**Short problem 1:**
Please summarize the cable-winding passage in two sentences.
**Short problem 2:**
Write the next part of the cable-winding passage, starting after its last sentence.

**Selected passage:**
US Patent No. 3833184 discloses a device for winding a cable or the like on a flange drum which is rotated about its axis while the Cable or the like is guided onto the drum through a transverse guide or distributor. The guide comprises hold-down devices in the form of a shoe which engages the cable or the like where it meets the hub of the wheel or the cable already wound thereon. The hold-down device comprises an arm, one end of which is pivotally attached to a transverse beam which also carries guide means through which the cable passes. The guide shoe is pivotally attached to the other end of the arm and has a longitudinal channel which receives the cable or the like. The device operates in such a way that the distributor is displaced with respect to the drum as the cable is wound onto the drum, so that cable is wound onto the drum with a backward deflection angle and with S-shaped transitions between the cable turns. A sensor or angle detector senses the angle of the guide shoe with respect to the arm. The mechanism for displacing the beam transversely includes a control loop which tends to prevent the angle between the guide and the hold-down arm from increasing above a predetermined value. Consequently, the transverse shifter is moved with respect to the drum at varying speeds.

The object of the present invention is to provide a device in a machine which avoids the above-mentioned disadvantages, enables cable windings to be wound closely together, while the wire-like goods to be wound up are prevented from inadvertently climbing up adjacent cable windings, and ensures the controlled movement close to the drum flanges. This is achieved by a device according to claim 1, characterized in that

- the hold-down device is designed to exert a force on the cable so that the cable itself, close to the drum flanges, lifts the hold-down device to start a new cable layer; and

- that the distributor and the bearing block are designed to be displaced relative to one another at a constant speed, so that the backward deflection angle of the cable can change at the S-shaped transitions between adjacent cable turns, but the cable to be wound onto the drum remains consistently directed backwards when the cable is displaced towards a drum flange.

**Dataset content:**
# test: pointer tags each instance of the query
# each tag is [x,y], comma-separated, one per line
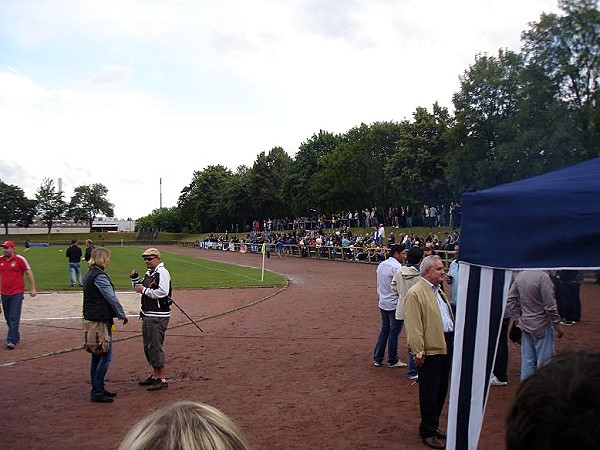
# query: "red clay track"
[293,370]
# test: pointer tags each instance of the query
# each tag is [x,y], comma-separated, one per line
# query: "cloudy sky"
[129,92]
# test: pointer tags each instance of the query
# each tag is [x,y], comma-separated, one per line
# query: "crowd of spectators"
[333,243]
[430,216]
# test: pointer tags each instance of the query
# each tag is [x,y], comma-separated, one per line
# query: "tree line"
[516,115]
[87,202]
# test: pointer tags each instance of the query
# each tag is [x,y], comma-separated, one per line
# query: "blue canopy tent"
[550,221]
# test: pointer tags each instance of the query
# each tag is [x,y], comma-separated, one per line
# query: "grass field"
[51,270]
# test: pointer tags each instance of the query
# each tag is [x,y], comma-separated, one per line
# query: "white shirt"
[385,272]
[447,322]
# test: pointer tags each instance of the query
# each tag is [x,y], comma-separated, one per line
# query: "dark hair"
[558,406]
[414,255]
[396,248]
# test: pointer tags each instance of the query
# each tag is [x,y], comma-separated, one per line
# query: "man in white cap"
[12,289]
[155,313]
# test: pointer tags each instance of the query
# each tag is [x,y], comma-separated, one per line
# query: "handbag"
[96,337]
[515,333]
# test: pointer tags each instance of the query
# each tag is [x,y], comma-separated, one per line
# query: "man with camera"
[155,289]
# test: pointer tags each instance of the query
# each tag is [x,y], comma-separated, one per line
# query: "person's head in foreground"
[558,407]
[185,425]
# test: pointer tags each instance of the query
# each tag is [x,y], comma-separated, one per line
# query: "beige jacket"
[423,321]
[404,278]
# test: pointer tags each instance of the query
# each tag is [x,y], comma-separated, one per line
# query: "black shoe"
[158,385]
[434,442]
[148,381]
[103,399]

**Output 1:**
An earlier US patent describes a device in which a distributor guides cable onto a rotating flange drum while a guide shoe pivoting on an arm holds the cable down, and a control loop that responds to the shoe's angle moves the distributor at varying speeds. The present invention aims to wind turns closely without the cable climbing adjacent turns and to control movement near the flanges, using a hold-down device that the cable itself lifts near the flanges and a distributor and bearing block that move relative to each other at a constant speed.

**Output 2:**
The invention is based on the idea that, instead of aiming to keep the backward deflection angle of the goods to be wound up, such as a cable, at a constant value between the drum flanges by positive control during the winding process, the deflection angle is allowed to change when the cable forms S-shaped transitions, while nevertheless the angle remains backwards all the time when the cable advances towards the drum flange. The cable to be wound up is prevented from climbing up adjacent cable turns by a hold-down device which rests lightly on the cable at the point where it touches the drum and which is lifted up by the cable near the drum flange when the cable starts a new layer. The word light means that the cable is not pressed forcibly from above and from the side by the hold-down device, forcing it to follow the course of the S-shaped transition of the previous cable turn, but the cable is allowed to form the S-shaped transitions itself: if the cable is rigid, the transitions may be compensated to a certain extent. Since the position of the cable near the drum flanges is changed, the start of a regular winding process is facilitated, so that the light pressure of the hold-down device is sufficient to prevent the cable from rising even near the drum flanges.

The invention is described below with reference to the attached Drawings described in more detail, where

Figure 1 is a schematic vertical sectional view of a rewinding machine in which a device according to the invention has been used;

Figures 2a and 2B show the winding process according to the present invention, where the point at which the cable touches the drum is in two different rotational positions of the drum: and

Figures 3A to 3F show the reversal of the direction of movement of the cable near the drum flanges.

The main elements of the winding machine shown in Figure 1 include a bearing block 1 for supporting a drum 2 and a distributor 3 for guiding a cable 4 onto the drum. The bearing block has wheels and is displaceable in the axial direction of the drum by a machine not shown, whereas the distributor is fixed stationary.

The distributor has an arm 5 pivotally mounted in the vertical plane. The outer end of the arm has a rotatably mounted hold-down roller 6. A scanning device 7 is attached to the roller. A hold-down cylinder 8 is located between the arm and the bracket of the distributor. In addition, a guide device 9 for the cable is attached to the distributor.

The cable is wound onto the drum by continuously rotating the drum while it is displaced in its axial direction with respect to the distributor. In this way, the cable forms superimposed cable layers, each consisting of a number of adjacent cable turns 10 with S-shaped transitions 11 between them. the flanges 12 of the drum, the direction of displacement of the drum is reversed.

The cable is guided by the guide device 9 with respect to its point 13 where it contacts the drum so that the cable forms a deflection angle A which is directed backwards with respect to the direction of movement of the cable towards the drum flange, as shown in Figure 2A. The drum is displaced axially with respect to the stationary distributor at a constant speed, which means that the backward deflection angle temporarily increases at the S-shaped transitions 11, as shown in Figure 2B with an angle A'. No attempt is made to compensate for this change.

The hold-down roller 6 is pressed by the cylinder 8 with only a force that is sufficient to prevent, together with the gravity of the cable and the pulling force acting on the cable, the cable from rising on a previous cable turn. The cable is thus pressed slightly against the drum. However, the purpose of the hold-down roller is not to force the cable to strictly follow the course of the previous cable turn in the S-shaped transition. The hold-down force is preferably less than the pulling force exerted on the cable. In this way, the cable is easily wound up without forcing it into sharp S-shaped curves.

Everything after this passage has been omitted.